THE GREAT SOUTHERN TORTOISE AGAIN.

Editor Popular Science Monthly

MY object in writing to you on November 1, 1888, was, as I then stated, to call the attention of Prof. Shaler to the error into which he had fallen in attributing to the gopher (a tortoise) the habits of the salamander (Geomys pinetis), a small rodent. I did not expect my remarks to be published by you, but I did expect Prof. Shaler, as of his own motion, to make through your pages some explanation or acknowledgment of his blunder; and had you been content to simply print my note in your January number, I should not now feel called upon to make further reference to the subject. The only inference to be drawn from your editorial comments upon my note is that you have not read Prof. Shaler's article on the "Habits of the Great Southern Tortoise," which appears in your journal for November, 1888, and to which my note refers! The question is not, as you appear to suppose, which animal, the gopher or the salamander, produces the greater effect upon the soil of Florida. What I wish to point out is the fact that a reputed scientist has published in a scientific journal an article which ascribes to one animal habits which are impossible to it and which belong to a totally different animal. He then proceeds to speculate, from these false premises, as to "the limits of evolution under the influence of natural selection"; and, naturally enough, in his efforts to reconcile the irreconcilable, finds himself reduced to the necessity of "begging the question." He would have saved himself all this trouble and perplexity if, in describing the habits of the animal, he had written salamander wherever the word gopher now appears in his paper.

Very respectfully,C. C. Byrne,
Surgeon United States Army.
Washington, D.C., January 4, 1889.

THE WAYS OF BEES.

Exercise tasks:
a) In the letter about the great southern tortoise, what kind of animal is the salamander (Geomys pinetis) said to be?
b) Carry on the great southern tortoise text from its final line, writing the piece that opens under the heading "THE WAYS OF BEES."

Dataset content:
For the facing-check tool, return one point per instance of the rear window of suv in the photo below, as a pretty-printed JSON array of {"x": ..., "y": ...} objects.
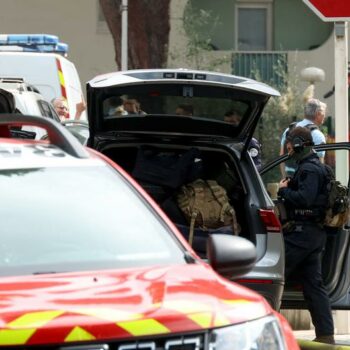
[
  {"x": 168, "y": 99},
  {"x": 73, "y": 219}
]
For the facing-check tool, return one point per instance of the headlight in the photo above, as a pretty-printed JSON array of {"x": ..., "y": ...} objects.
[{"x": 262, "y": 334}]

Task results:
a) A small rodent.

b)
Editor Popular Science Monthly:

Sir: I see that you too have copied that "bees and pigeon race hoax," in your notes on page 287 of the December number, when "twelve bees, having been rolled in flour to mark them, and twelve pigeons belonging to a fancier in the village, were let loose about a league away. The first bee reached home a quarter of a minute before the first pigeon, and the rest of both squads arrived at the same instant, a few moments afterward." This is a canard. Take bees three miles from home and liberate them, and they will rise and circle round. the place where they find themselves till they mark the location; then they will fly away in search of food, and, when they are loaded, will return to the spot they left, not to their old home, three miles or so away.

Respectfully yours,
Mahala B. Chaddock.
Vermont, Ill., January 10, 1889.

[The item in question was translated from "La Nature," of September 8, 1888; a journal that is not usually careless in scientific matters.—Ed.]



EDITOR'S TABLE.

WHAT MAKES SUCCESS IN LIFE.

WHEN the storm of the French Revolution was over, the Abbe Sièyes, who had taken a prominent part in it at the outset, was asked, somewhat in derision, what he had done in that critical time. "J'ai vécu," was his reply: "I lived through it." This, indeed, was no mean success for any actor in that bloody drama; and the philosophical abbé might well take a little pride in the adroitness that had enabled him to keep his head on his shoulders. Taking a broad view of the matter, survival is the best test of success; but then survival may either be of the whole or of a part only, of much or of little. The man may survive as a living organism—a zoölogical specimen—but character may be gone, or hope, or health, or happiness. The truly successful are they who carry with them to the end that which makes life worth living, who retain the sense of a purpose and meaning in life, and who do not, like James Mill, father of John Stuart Mill, feel that, when the freshness of youth is past, human existence is a somewhat dreary thing.